TASK DETAILS: Update the rows below by replacing each occurrence of "vertex pairs" with "coordinate pairs", keeping everything else the same.

RECORDS SHOWN:

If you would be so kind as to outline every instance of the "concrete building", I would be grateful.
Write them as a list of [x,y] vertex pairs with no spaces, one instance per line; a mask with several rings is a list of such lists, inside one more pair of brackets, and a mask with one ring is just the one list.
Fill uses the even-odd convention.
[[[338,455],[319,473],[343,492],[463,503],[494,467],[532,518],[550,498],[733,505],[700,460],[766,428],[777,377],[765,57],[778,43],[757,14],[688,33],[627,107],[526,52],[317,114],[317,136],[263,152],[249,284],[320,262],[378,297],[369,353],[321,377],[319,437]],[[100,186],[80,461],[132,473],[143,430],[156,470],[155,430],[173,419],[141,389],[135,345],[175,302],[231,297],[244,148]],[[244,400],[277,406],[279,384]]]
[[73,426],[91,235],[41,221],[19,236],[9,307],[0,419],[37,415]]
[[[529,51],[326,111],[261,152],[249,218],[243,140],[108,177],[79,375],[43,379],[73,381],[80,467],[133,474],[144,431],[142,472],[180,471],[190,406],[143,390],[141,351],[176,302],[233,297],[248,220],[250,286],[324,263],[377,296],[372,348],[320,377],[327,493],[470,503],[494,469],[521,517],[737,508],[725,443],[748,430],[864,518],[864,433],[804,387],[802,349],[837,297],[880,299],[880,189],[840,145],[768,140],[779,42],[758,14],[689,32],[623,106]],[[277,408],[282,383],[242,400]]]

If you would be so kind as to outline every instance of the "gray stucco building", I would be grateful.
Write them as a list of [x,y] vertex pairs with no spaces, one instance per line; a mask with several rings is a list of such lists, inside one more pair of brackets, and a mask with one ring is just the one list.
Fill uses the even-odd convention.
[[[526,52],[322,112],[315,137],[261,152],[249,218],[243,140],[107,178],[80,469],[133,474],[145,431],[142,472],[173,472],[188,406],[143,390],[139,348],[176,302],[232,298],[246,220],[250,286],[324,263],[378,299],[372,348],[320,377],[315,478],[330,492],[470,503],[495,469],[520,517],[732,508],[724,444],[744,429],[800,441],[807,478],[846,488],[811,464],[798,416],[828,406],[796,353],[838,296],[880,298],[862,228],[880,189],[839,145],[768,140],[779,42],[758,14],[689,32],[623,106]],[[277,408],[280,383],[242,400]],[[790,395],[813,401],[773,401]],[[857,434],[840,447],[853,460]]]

SOLUTION TO THIS PROBLEM:
If you would be so kind as to outline every instance of the "concrete building", I would be grateful.
Write them as a list of [x,y] coordinate pairs with no spaces, one instance per line; a mask with several rings is a list of such lists, inside one more pair of brackets, and a mask with one ring is just the one list.
Fill uses the even-odd convention.
[[[338,455],[319,473],[343,492],[463,503],[494,467],[532,518],[550,498],[733,505],[700,460],[766,428],[777,377],[765,57],[778,43],[757,14],[688,33],[627,107],[526,52],[317,114],[317,136],[263,152],[249,284],[320,262],[378,297],[369,353],[321,377],[319,437]],[[100,186],[80,461],[132,473],[143,430],[156,470],[155,430],[173,419],[141,389],[135,345],[175,302],[231,297],[244,148]],[[244,400],[277,406],[279,384]]]
[[73,426],[91,235],[41,221],[19,236],[9,307],[0,419],[37,415]]
[[[529,51],[326,111],[261,152],[249,218],[243,140],[108,177],[79,375],[43,379],[73,381],[80,467],[133,474],[144,431],[142,472],[180,471],[190,406],[143,390],[141,351],[176,302],[233,297],[248,220],[250,286],[324,263],[377,296],[372,348],[320,377],[327,493],[470,503],[494,469],[521,517],[737,508],[725,443],[748,430],[864,518],[864,433],[804,387],[802,349],[837,297],[880,299],[880,189],[840,145],[768,140],[779,42],[758,14],[689,32],[623,106]],[[277,408],[282,383],[242,400]]]

If you would be so kind as to outline every instance of the "gray stucco building", I would be grateful.
Write them as a list of [x,y] coordinate pairs with no spaces, one instance per line; a mask with several rings is a list of such lists, inside one more pair of brackets, and a mask with one ring is just the one list.
Fill uses the even-odd convention.
[[[526,52],[322,112],[315,137],[261,152],[249,218],[243,140],[107,178],[80,469],[133,474],[145,431],[142,472],[173,472],[188,406],[143,390],[139,348],[176,302],[232,298],[246,220],[250,286],[324,263],[378,299],[372,348],[320,377],[315,478],[330,492],[470,503],[495,469],[520,517],[732,508],[724,444],[744,429],[800,441],[807,478],[846,488],[811,464],[798,416],[828,406],[796,353],[838,296],[880,298],[862,228],[880,189],[839,145],[768,140],[779,42],[758,14],[689,32],[623,106]],[[277,408],[280,383],[242,400]],[[790,395],[813,401],[773,401]],[[857,434],[840,447],[853,460]]]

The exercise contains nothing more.